→ **Instructions to follow**
When you answer, copy every line of the listing below exactly.
•••
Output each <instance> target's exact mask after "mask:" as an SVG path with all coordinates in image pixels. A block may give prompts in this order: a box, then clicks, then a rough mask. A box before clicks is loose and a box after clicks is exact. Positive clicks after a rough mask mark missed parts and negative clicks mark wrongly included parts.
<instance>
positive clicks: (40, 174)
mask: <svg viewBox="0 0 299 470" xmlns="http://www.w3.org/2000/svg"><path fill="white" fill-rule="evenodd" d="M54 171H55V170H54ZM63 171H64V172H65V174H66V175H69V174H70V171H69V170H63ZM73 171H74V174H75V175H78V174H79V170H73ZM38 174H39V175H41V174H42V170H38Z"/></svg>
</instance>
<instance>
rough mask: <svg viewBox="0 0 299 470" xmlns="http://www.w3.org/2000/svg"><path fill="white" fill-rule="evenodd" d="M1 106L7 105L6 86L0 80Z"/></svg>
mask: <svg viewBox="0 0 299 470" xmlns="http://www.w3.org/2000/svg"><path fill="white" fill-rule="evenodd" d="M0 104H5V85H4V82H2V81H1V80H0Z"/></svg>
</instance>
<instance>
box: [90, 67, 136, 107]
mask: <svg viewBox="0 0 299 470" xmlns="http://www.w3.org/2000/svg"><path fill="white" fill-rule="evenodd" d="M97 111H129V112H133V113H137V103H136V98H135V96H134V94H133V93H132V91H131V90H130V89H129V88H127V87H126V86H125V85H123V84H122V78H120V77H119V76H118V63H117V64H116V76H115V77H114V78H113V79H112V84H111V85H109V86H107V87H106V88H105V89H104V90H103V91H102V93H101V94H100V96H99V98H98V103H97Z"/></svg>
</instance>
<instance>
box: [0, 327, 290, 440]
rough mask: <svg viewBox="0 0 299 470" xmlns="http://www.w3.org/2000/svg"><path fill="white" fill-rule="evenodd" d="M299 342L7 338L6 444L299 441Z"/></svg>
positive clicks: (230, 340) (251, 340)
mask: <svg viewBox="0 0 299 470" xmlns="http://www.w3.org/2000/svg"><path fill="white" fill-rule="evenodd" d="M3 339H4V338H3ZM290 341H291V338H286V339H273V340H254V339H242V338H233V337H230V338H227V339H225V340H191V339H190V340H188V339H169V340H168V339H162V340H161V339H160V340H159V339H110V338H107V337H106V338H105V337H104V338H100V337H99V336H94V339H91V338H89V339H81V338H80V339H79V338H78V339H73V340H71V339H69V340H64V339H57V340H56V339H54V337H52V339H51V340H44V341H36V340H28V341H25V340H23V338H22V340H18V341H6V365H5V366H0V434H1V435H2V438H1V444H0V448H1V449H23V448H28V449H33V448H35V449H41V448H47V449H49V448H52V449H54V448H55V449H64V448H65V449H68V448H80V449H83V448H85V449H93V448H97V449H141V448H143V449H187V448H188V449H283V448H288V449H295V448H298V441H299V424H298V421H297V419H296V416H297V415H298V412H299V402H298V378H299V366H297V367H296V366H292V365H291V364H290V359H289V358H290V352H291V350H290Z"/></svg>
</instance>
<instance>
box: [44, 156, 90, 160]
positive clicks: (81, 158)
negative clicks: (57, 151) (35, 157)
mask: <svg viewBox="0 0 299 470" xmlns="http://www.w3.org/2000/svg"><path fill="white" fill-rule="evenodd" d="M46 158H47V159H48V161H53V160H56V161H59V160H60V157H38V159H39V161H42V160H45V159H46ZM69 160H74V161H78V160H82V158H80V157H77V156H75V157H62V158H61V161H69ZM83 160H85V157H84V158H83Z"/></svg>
•••
→ **Completed exercise**
Output each <instance> target's exact mask after "mask:" as an SVG path with all coordinates in image pixels. A block may give prompts in this order: a box, then clicks, then a rough mask. A box before clicks is loose and a box after clicks is exact. Positive clicks after a rough mask mark missed parts and negative clicks mark wrongly included parts.
<instance>
positive clicks: (40, 174)
mask: <svg viewBox="0 0 299 470" xmlns="http://www.w3.org/2000/svg"><path fill="white" fill-rule="evenodd" d="M54 171H55V170H54ZM63 171H64V172H65V174H66V175H69V174H70V171H69V170H63ZM73 171H74V174H75V175H78V174H79V170H73ZM38 174H39V175H41V174H42V170H38Z"/></svg>
</instance>
<instance>
rough mask: <svg viewBox="0 0 299 470" xmlns="http://www.w3.org/2000/svg"><path fill="white" fill-rule="evenodd" d="M1 106L7 105L6 86L0 80Z"/></svg>
mask: <svg viewBox="0 0 299 470" xmlns="http://www.w3.org/2000/svg"><path fill="white" fill-rule="evenodd" d="M0 104H5V85H4V82H2V81H1V80H0Z"/></svg>
</instance>
<instance>
box: [90, 67, 136, 107]
mask: <svg viewBox="0 0 299 470" xmlns="http://www.w3.org/2000/svg"><path fill="white" fill-rule="evenodd" d="M97 111H129V112H133V113H137V103H136V98H135V96H134V94H133V93H132V91H131V90H130V89H129V88H127V87H126V86H125V85H123V84H122V78H120V77H119V76H118V63H117V64H116V76H115V77H114V78H113V79H112V84H111V85H109V86H107V87H106V88H105V89H104V90H103V91H102V93H101V94H100V96H99V98H98V103H97Z"/></svg>
</instance>
<instance>
box: [0, 327, 290, 440]
rough mask: <svg viewBox="0 0 299 470" xmlns="http://www.w3.org/2000/svg"><path fill="white" fill-rule="evenodd" d="M299 342L7 338L6 444L299 441Z"/></svg>
positive clicks: (230, 340) (251, 340)
mask: <svg viewBox="0 0 299 470" xmlns="http://www.w3.org/2000/svg"><path fill="white" fill-rule="evenodd" d="M3 339H4V338H3ZM290 341H291V338H286V339H273V340H254V339H242V338H233V337H230V338H227V339H225V340H191V339H190V340H188V339H169V340H168V339H162V340H161V339H160V340H159V339H110V338H107V337H106V338H105V337H104V338H100V337H99V336H94V339H91V338H89V339H81V338H80V339H79V338H78V339H73V340H71V339H69V340H64V339H57V340H56V339H54V337H52V339H51V340H44V341H36V340H28V341H25V340H23V338H22V340H18V341H6V365H5V366H0V434H1V435H2V438H1V444H0V448H1V449H23V448H28V449H33V448H35V449H41V448H47V449H49V448H52V449H54V448H55V449H64V448H65V449H68V448H80V449H83V448H85V449H93V448H97V449H141V448H143V449H187V448H188V449H283V448H288V449H295V448H298V441H299V424H298V421H297V419H296V416H297V415H298V412H299V402H298V378H299V366H297V367H296V366H292V365H291V364H290V359H289V358H290V352H291V350H290Z"/></svg>
</instance>
<instance>
box: [44, 156, 90, 160]
positive clicks: (81, 158)
negative clicks: (57, 151) (35, 157)
mask: <svg viewBox="0 0 299 470" xmlns="http://www.w3.org/2000/svg"><path fill="white" fill-rule="evenodd" d="M46 158H47V159H48V161H53V160H56V161H59V160H60V157H38V159H39V161H42V160H45V159H46ZM69 160H74V161H78V160H82V158H80V157H77V156H75V157H62V158H61V161H69ZM83 160H85V157H84V158H83Z"/></svg>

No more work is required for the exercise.